**Goal of the exercise**.
Update the records below so that every "bounding box" reads "box coordinates", keeping everything else unchanged.

**Exercise materials**.
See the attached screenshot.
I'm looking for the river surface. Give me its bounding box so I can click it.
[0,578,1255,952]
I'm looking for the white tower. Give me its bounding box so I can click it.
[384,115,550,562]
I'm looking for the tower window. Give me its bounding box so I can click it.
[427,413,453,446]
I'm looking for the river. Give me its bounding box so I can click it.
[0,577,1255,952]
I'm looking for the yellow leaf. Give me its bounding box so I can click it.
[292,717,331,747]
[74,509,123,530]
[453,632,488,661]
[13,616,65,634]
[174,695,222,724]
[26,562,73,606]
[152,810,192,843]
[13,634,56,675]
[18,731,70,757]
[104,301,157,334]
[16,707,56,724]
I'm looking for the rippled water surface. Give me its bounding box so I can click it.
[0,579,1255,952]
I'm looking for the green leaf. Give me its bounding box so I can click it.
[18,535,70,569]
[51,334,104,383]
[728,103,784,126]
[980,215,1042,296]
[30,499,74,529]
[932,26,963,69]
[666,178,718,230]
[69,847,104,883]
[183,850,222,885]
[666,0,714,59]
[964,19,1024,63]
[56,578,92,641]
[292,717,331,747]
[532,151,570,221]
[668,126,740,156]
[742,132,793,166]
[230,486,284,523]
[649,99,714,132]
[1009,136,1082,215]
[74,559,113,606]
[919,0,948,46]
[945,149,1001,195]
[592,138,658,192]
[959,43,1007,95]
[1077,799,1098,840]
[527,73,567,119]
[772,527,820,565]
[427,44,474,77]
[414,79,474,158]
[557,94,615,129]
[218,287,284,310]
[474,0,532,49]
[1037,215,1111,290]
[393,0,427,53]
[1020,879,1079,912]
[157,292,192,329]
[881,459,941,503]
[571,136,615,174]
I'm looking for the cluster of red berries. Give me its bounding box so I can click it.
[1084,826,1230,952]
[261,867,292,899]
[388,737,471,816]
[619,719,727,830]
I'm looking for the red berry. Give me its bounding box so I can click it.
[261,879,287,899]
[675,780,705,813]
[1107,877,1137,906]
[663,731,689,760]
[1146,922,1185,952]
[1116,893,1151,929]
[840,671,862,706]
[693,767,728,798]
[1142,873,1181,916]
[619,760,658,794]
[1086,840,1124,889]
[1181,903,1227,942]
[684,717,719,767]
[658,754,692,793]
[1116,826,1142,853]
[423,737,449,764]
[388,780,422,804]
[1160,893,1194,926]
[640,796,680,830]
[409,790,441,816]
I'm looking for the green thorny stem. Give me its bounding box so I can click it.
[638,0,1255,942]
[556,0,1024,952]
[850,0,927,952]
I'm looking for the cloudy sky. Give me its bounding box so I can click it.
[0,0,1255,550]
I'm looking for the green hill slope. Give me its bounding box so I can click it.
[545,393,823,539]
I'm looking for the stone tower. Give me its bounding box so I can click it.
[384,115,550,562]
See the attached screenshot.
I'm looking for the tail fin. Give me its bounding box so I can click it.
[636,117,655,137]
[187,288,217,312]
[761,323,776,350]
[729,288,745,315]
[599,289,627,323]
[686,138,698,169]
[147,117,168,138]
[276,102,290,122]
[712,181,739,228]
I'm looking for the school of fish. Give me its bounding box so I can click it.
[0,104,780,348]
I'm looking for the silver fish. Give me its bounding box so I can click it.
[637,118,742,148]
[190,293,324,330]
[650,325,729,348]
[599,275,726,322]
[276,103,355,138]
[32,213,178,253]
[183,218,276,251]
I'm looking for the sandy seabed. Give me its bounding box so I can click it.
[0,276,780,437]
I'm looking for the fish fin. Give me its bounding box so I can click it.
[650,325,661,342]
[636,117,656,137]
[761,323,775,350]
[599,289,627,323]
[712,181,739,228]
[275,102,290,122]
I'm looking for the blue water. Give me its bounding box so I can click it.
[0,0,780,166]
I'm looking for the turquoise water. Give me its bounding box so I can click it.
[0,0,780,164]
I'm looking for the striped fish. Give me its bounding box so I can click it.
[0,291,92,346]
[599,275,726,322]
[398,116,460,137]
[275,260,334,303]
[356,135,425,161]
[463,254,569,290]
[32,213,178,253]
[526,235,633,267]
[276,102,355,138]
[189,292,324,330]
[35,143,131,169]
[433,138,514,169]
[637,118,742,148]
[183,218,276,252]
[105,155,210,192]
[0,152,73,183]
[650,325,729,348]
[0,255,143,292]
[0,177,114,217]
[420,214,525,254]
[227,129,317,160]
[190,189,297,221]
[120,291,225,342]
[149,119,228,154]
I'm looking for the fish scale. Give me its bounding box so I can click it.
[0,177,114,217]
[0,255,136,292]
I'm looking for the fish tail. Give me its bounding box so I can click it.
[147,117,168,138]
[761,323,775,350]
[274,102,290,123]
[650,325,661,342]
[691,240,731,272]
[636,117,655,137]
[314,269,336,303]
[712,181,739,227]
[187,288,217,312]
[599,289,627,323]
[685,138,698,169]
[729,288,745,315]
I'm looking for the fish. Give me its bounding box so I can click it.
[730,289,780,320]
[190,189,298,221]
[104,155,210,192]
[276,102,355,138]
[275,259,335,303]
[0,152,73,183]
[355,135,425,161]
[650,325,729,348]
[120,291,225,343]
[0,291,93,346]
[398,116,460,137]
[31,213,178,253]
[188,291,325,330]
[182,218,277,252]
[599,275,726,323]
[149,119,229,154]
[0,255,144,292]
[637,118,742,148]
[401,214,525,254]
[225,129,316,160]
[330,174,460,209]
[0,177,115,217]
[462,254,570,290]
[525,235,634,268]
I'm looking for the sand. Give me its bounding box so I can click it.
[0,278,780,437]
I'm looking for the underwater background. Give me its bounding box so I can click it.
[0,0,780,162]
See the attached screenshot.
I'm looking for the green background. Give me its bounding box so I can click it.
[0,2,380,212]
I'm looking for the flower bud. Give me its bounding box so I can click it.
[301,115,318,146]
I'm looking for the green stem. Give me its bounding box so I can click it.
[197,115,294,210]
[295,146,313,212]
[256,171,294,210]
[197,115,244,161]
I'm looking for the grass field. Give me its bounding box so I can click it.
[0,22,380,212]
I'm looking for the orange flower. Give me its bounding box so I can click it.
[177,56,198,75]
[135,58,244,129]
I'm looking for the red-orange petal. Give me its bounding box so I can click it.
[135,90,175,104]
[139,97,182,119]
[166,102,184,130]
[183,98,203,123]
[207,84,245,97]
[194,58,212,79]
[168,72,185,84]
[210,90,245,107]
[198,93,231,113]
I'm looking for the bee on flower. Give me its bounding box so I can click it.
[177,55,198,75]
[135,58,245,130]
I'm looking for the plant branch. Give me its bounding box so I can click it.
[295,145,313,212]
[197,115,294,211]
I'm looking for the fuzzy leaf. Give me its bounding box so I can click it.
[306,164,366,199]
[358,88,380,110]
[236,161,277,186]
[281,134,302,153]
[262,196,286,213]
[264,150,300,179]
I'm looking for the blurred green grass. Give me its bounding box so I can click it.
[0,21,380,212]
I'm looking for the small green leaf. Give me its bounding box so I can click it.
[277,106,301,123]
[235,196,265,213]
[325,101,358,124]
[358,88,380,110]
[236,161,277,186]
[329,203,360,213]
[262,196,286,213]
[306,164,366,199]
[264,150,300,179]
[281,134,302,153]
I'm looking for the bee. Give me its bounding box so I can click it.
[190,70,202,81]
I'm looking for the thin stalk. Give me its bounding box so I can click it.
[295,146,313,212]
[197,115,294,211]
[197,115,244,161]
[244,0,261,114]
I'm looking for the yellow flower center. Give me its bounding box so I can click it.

**Task output**.
See the attached screenshot.
I'm looking for the river surface. Give me its box coordinates so I can click it.
[0,578,1255,952]
I'm looking for the white tower. Give me its box coordinates so I can click it.
[384,115,550,562]
I'm looking for the tower window. Give me its box coordinates so I can click it.
[427,413,453,446]
I'm looking for the river. Give me its box coordinates so I can click it.
[0,577,1255,952]
I'm looking for the yellow leaf. Give me its box coordinates so I can click it.
[292,717,331,747]
[74,509,123,530]
[453,632,488,661]
[13,616,65,634]
[174,695,222,724]
[26,562,73,606]
[152,810,192,843]
[13,634,56,675]
[18,731,70,757]
[104,301,157,334]
[16,707,56,724]
I'm looking for the rippled water surface. Give me its box coordinates so I can click it.
[0,579,1255,952]
I'm looking for the green leaf. Give me its box coordinates so I can click it.
[18,535,70,569]
[51,334,104,383]
[728,103,784,126]
[980,215,1042,296]
[30,499,74,529]
[932,26,963,69]
[666,178,718,230]
[69,847,104,883]
[183,850,222,885]
[666,0,714,59]
[964,19,1024,63]
[56,578,92,641]
[292,717,331,747]
[532,151,570,221]
[668,126,740,156]
[742,132,793,166]
[230,486,284,523]
[649,99,714,132]
[1009,136,1082,215]
[74,559,113,606]
[919,0,948,46]
[945,149,1001,195]
[592,138,658,192]
[959,43,1007,95]
[1077,799,1098,840]
[527,73,567,119]
[772,527,820,565]
[427,44,474,77]
[414,79,474,158]
[557,94,615,129]
[218,287,284,310]
[474,0,532,49]
[1037,215,1111,290]
[393,0,427,53]
[1020,879,1079,912]
[157,292,192,329]
[881,459,941,503]
[571,136,615,174]
I'm looking for the cluster of red berries. Give me its box coordinates so I can click it.
[1084,826,1230,952]
[261,867,292,899]
[388,737,471,816]
[619,719,727,830]
I'm looking for the red berry. Give me its box coordinates so I can click it.
[261,879,287,899]
[675,780,705,813]
[1107,877,1137,906]
[663,731,689,760]
[1146,922,1185,952]
[1116,893,1151,929]
[840,671,862,706]
[693,767,728,798]
[1142,873,1181,916]
[619,760,658,794]
[1086,840,1124,889]
[1181,903,1227,942]
[684,717,719,767]
[658,754,692,793]
[1116,826,1142,853]
[423,737,449,764]
[388,780,422,804]
[1160,893,1194,926]
[640,796,680,830]
[409,790,441,816]
I'm looking for the green thorny stem. Give me its box coordinates so I can click it.
[638,0,1255,942]
[556,0,1024,952]
[850,0,927,952]
I'm looking for the cloudy sky. Give me its box coordinates so I can click it.
[0,0,1255,550]
I'm looking for the green hill slope. Give me its box coordinates so I can click it.
[545,393,823,539]
I'm looking for the stone tower. Give me its box coordinates so I can click it.
[384,115,550,562]
See the attached screenshot.
I'm looking for the tail fin. Give me its box coordinates so I can click it.
[636,117,655,137]
[187,288,217,312]
[761,323,776,350]
[729,288,745,315]
[599,289,627,323]
[686,138,698,169]
[147,117,168,138]
[276,102,290,122]
[712,181,739,228]
I'm looking for the school of fish. Give me its box coordinates so I can click it.
[0,104,780,348]
I'm looking for the silver fish. Give me its box coordinates so I can click it.
[637,118,742,148]
[190,293,324,330]
[650,325,729,348]
[599,275,726,322]
[276,103,355,138]
[32,213,178,253]
[183,218,276,251]
I'm looking for the sandy seabed. Give me its box coordinates so I can click it.
[0,276,780,437]
I'm looking for the fish fin. Give me its box coordinates so I can click it.
[650,325,661,342]
[636,117,656,137]
[761,323,775,350]
[599,289,627,323]
[712,181,739,228]
[275,102,290,122]
I'm looking for the blue water. Give me its box coordinates so I can click it.
[0,0,780,166]
I'm looking for the turquoise water. Give me its box coordinates so I can click it.
[0,0,780,164]
I'm looking for the striped fish. Give me its box coordinates so I can click it.
[0,291,92,346]
[599,275,726,322]
[398,116,460,137]
[275,260,334,303]
[356,135,425,161]
[463,254,569,290]
[32,213,178,253]
[526,235,633,267]
[276,102,355,138]
[189,292,324,330]
[35,143,131,169]
[433,138,514,169]
[637,118,742,148]
[183,218,276,252]
[105,155,210,192]
[0,152,73,183]
[650,325,729,348]
[0,255,143,292]
[0,177,114,217]
[420,214,525,254]
[227,129,317,160]
[190,189,297,221]
[120,291,225,342]
[149,119,228,154]
I'm looking for the fish scale. Give me its box coordinates so I can click it.
[0,177,114,217]
[0,255,136,292]
I'm looking for the fish tail. Give me its box coordinates so I can click it.
[147,117,168,138]
[761,323,775,350]
[274,102,290,123]
[650,325,661,342]
[691,240,731,272]
[636,117,655,137]
[314,269,336,303]
[712,181,739,227]
[187,288,217,312]
[599,289,627,323]
[685,138,698,169]
[729,288,745,315]
I'm looking for the fish. Give me its box coordinates so I can click it.
[730,289,780,320]
[190,189,298,221]
[104,155,210,192]
[276,102,355,138]
[275,259,335,303]
[0,152,73,183]
[355,135,425,161]
[650,325,729,348]
[120,291,225,343]
[0,291,93,346]
[398,116,460,137]
[31,213,178,253]
[188,291,325,330]
[182,218,277,252]
[599,275,726,323]
[149,119,229,154]
[0,255,144,292]
[637,118,742,148]
[401,214,525,254]
[225,129,316,160]
[330,174,460,209]
[0,177,115,217]
[462,254,570,290]
[525,235,634,268]
I'm looking for the sand. Give me its box coordinates so I can click it.
[0,278,780,437]
I'm looking for the underwater background. Give me its box coordinates so I can click it.
[0,0,780,162]
See the attached screenshot.
I'm looking for the green background. Give me its box coordinates so I can click it.
[0,2,380,212]
I'm looking for the flower bud. Give me its box coordinates so I can click it.
[301,115,318,146]
I'm looking for the green stem. Give me its box coordinates so I can click it.
[197,115,294,210]
[295,146,313,212]
[256,171,294,210]
[197,115,244,161]
I'm looking for the grass field. Give me its box coordinates so I can click it.
[0,22,380,212]
I'm looking for the orange flower. Give me its box coordinates so I can click it.
[177,56,198,75]
[135,58,244,129]
I'm looking for the red-orange petal. Give me its box coordinates so I can click it.
[135,90,175,104]
[139,97,182,119]
[166,102,184,130]
[183,98,203,123]
[207,84,245,97]
[194,58,212,79]
[168,72,185,84]
[210,90,245,107]
[198,93,231,113]
I'm looking for the bee on flower. Give me its box coordinates so I can click it.
[177,55,198,75]
[135,58,245,130]
I'm looking for the plant branch. Give me its box coordinates so I can click it.
[295,145,313,212]
[197,115,294,211]
I'm looking for the fuzzy leaf. Give me its box coordinates so I can click it.
[306,164,366,199]
[358,88,380,110]
[236,161,277,186]
[281,134,302,153]
[262,196,286,213]
[264,150,300,179]
I'm looking for the blurred green grass. Give me its box coordinates so I can click it.
[0,21,380,212]
I'm looking for the small green leaf. Give me its box coordinates so I can click it.
[277,106,301,123]
[235,196,265,213]
[325,101,358,124]
[358,88,380,110]
[236,161,277,186]
[329,203,360,213]
[262,196,286,213]
[306,164,366,199]
[264,150,300,179]
[281,134,302,153]
I'm looking for the bee. Give me its box coordinates so I can click it.
[190,70,202,81]
I'm looking for the thin stalk. Give me its box coordinates so I can click it.
[295,146,313,212]
[197,115,294,211]
[197,115,244,161]
[244,0,261,114]
I'm looking for the yellow flower center. Give me its box coordinates so I can click it.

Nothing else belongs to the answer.